### REQUIRED WORK
From the lines below, pull out each one that contains the word "post" and copy it unchanged.

(Dataset records on object locations)

>>>>

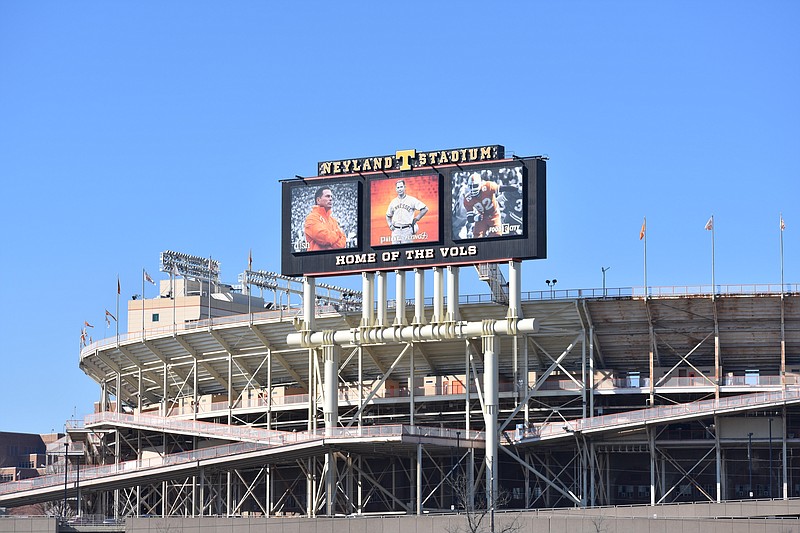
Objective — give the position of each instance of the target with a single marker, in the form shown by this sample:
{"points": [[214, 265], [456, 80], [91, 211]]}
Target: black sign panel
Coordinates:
{"points": [[432, 216]]}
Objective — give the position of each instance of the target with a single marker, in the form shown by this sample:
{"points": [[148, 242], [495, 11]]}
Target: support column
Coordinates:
{"points": [[400, 297], [309, 303], [380, 289], [438, 295], [419, 296], [652, 439], [784, 458], [419, 479], [718, 453], [367, 299], [491, 380], [330, 355], [453, 314]]}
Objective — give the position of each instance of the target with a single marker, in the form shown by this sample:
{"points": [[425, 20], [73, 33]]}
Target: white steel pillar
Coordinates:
{"points": [[491, 380], [718, 454], [419, 296], [380, 290], [367, 299], [400, 297], [330, 355], [438, 295], [784, 457], [453, 313], [309, 303]]}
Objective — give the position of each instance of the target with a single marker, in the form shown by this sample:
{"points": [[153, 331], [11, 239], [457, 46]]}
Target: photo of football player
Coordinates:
{"points": [[487, 206], [403, 214], [404, 211], [324, 217]]}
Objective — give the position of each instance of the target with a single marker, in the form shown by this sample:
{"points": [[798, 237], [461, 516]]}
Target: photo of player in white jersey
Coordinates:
{"points": [[488, 203], [403, 214], [404, 211]]}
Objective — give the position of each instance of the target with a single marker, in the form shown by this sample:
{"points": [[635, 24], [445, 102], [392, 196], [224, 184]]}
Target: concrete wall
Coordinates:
{"points": [[435, 524], [13, 524], [528, 522]]}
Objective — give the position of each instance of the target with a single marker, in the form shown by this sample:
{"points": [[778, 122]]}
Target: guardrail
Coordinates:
{"points": [[642, 416], [466, 299], [276, 439]]}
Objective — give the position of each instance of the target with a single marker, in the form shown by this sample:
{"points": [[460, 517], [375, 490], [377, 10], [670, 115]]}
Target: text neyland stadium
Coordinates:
{"points": [[409, 255], [408, 159]]}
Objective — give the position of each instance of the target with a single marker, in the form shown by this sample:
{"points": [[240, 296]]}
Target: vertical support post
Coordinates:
{"points": [[470, 470], [718, 453], [228, 494], [717, 370], [367, 299], [652, 365], [491, 400], [584, 381], [453, 314], [195, 398], [438, 295], [411, 397], [164, 392], [330, 356], [652, 438], [309, 303], [380, 290], [418, 505], [400, 297], [268, 489], [591, 371], [419, 296], [269, 388], [784, 457], [230, 388]]}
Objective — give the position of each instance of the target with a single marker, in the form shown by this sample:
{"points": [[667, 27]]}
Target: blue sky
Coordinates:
{"points": [[129, 128]]}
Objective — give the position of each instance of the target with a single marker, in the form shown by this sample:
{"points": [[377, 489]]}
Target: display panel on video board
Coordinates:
{"points": [[324, 216], [404, 210], [488, 203]]}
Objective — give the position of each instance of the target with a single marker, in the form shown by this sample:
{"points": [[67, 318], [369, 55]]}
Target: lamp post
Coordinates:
{"points": [[78, 488], [750, 460], [770, 457], [551, 284], [66, 464]]}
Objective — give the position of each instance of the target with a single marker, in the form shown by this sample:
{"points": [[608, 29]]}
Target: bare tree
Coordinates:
{"points": [[478, 514]]}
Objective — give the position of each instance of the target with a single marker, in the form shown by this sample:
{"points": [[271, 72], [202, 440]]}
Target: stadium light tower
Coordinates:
{"points": [[551, 284]]}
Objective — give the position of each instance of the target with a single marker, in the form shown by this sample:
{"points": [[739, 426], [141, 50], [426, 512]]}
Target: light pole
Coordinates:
{"points": [[551, 284], [770, 457], [66, 464], [750, 460], [604, 270]]}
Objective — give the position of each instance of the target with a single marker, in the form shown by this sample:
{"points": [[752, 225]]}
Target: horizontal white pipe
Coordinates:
{"points": [[429, 332]]}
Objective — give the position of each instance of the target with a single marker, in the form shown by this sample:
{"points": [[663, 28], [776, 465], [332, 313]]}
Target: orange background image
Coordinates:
{"points": [[382, 192]]}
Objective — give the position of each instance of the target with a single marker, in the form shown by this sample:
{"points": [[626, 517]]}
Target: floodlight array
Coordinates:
{"points": [[190, 266]]}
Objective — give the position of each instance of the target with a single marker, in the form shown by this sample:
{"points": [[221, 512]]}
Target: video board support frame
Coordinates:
{"points": [[463, 214]]}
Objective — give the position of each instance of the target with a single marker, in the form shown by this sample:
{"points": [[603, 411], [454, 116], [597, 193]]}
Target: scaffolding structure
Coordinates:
{"points": [[355, 403]]}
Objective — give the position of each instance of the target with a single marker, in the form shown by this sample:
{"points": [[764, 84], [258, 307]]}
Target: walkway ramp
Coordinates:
{"points": [[656, 416], [279, 446]]}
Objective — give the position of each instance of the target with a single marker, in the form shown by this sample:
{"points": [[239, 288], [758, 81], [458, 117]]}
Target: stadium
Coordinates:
{"points": [[282, 396]]}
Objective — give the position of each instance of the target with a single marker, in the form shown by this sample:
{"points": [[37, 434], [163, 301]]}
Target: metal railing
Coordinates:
{"points": [[643, 416], [466, 299], [88, 473]]}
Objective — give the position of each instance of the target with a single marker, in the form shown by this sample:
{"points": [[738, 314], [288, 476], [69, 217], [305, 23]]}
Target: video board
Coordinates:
{"points": [[468, 212]]}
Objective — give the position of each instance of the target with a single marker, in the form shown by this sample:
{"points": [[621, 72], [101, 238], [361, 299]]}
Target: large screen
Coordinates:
{"points": [[404, 210], [487, 203], [453, 214], [324, 216]]}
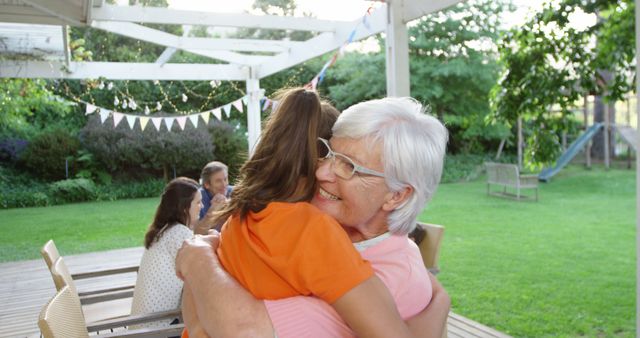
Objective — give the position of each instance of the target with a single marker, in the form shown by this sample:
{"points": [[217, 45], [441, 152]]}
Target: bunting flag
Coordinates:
{"points": [[266, 104], [143, 122], [90, 109], [117, 117], [182, 121], [169, 122], [131, 119], [238, 105], [313, 84], [205, 117], [227, 109], [217, 113], [157, 122], [104, 115], [194, 119]]}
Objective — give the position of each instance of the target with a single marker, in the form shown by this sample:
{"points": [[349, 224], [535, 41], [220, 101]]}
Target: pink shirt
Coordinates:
{"points": [[396, 261]]}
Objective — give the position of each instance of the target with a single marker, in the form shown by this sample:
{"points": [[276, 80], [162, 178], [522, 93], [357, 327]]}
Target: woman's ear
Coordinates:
{"points": [[395, 199]]}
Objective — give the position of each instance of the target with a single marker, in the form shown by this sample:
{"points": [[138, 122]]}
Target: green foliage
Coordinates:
{"points": [[551, 64], [126, 150], [452, 67], [48, 152], [72, 190], [26, 106], [230, 147], [127, 190]]}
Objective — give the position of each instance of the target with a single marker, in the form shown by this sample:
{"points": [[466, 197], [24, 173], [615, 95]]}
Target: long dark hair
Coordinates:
{"points": [[283, 164], [173, 209]]}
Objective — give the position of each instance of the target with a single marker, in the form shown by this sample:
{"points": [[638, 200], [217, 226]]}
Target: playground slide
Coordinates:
{"points": [[629, 135], [571, 152]]}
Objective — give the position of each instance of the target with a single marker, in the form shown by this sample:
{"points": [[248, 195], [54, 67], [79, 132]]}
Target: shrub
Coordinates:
{"points": [[46, 155], [123, 149], [11, 149], [73, 190], [146, 188]]}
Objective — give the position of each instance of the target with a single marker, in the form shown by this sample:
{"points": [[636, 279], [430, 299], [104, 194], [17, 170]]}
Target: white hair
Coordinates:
{"points": [[413, 150]]}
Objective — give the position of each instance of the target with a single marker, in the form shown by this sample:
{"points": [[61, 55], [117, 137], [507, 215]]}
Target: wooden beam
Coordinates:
{"points": [[71, 13], [183, 17], [324, 43], [121, 71], [158, 37], [414, 9]]}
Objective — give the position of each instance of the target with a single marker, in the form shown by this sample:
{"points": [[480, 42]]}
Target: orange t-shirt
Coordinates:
{"points": [[291, 249]]}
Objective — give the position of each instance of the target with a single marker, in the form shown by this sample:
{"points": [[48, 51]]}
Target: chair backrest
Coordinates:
{"points": [[50, 253], [61, 276], [62, 316], [430, 245]]}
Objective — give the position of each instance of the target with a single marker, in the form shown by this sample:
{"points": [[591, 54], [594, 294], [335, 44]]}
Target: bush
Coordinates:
{"points": [[73, 190], [147, 188], [125, 150], [46, 155]]}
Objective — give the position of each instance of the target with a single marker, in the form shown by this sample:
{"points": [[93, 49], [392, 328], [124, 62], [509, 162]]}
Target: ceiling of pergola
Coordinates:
{"points": [[32, 37]]}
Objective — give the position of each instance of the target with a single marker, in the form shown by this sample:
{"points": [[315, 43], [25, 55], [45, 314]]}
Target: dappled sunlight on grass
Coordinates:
{"points": [[563, 266]]}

<<<<

### TASK RESULT
Target: vertical support post
Target: lamp post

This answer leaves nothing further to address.